Pull every line from the listing that contains the string "coat", with case-sensitive matching.

(Saved entries)
· · · · ·
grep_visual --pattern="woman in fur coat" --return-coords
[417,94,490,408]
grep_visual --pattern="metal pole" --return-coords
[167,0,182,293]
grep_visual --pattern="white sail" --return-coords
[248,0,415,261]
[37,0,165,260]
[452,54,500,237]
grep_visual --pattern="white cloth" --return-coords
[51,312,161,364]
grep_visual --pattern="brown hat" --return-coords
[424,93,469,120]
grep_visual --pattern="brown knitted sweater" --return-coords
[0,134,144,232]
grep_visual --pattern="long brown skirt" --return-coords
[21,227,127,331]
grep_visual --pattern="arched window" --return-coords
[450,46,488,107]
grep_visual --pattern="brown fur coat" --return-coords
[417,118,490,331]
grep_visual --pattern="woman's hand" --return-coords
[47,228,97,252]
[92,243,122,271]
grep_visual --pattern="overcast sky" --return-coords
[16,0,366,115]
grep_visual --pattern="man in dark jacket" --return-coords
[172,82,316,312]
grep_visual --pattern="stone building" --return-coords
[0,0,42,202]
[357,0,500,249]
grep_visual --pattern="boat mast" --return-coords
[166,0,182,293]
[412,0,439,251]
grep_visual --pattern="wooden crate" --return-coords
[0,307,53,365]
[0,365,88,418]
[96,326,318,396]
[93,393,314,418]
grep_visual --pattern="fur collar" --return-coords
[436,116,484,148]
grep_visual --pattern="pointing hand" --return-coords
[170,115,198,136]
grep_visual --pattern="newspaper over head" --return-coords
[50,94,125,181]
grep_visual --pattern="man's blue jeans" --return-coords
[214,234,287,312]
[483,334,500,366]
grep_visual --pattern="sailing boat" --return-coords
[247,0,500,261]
· · · · ·
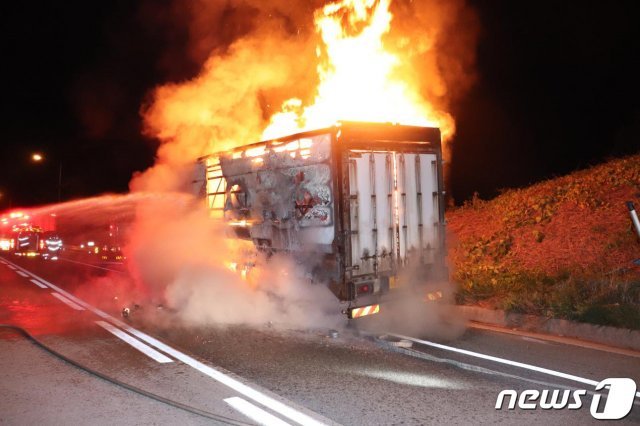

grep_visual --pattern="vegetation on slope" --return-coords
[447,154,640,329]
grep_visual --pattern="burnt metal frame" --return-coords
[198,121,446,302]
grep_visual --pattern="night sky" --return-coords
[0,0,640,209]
· · · · ·
RESULT
grep_visual --pattern="woman in fur coat" --return-coords
grep_visual --pattern="brown fur coat" --return-coords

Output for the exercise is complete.